-- Given information follows --

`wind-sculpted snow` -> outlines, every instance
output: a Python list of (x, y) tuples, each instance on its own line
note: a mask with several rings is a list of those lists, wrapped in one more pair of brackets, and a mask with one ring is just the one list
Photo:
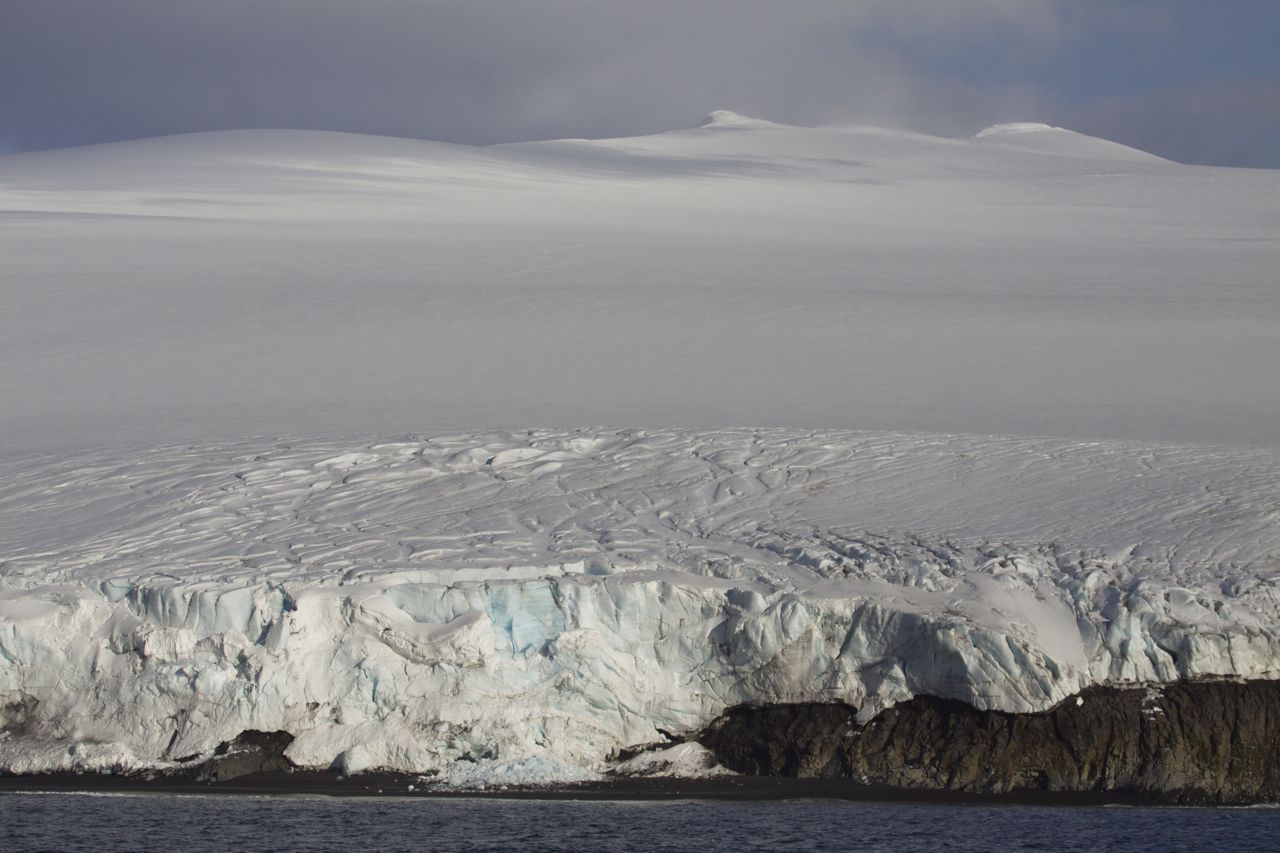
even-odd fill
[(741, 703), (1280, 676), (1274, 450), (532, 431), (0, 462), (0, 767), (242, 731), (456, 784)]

-- Given information concluded --

Ignoring the pictures, write out word for word the lines from the line containing "output: a Python" through the end of the material above.

output: a Python list of (x, y) tuples, each instance on its own line
note: a mask with several rings is a list of those lists, wrapped in one more pair of brackets, and a mask with one ring is just the one list
Photo:
even-odd fill
[(741, 703), (1280, 676), (1274, 450), (532, 431), (0, 462), (0, 767), (242, 731), (456, 784)]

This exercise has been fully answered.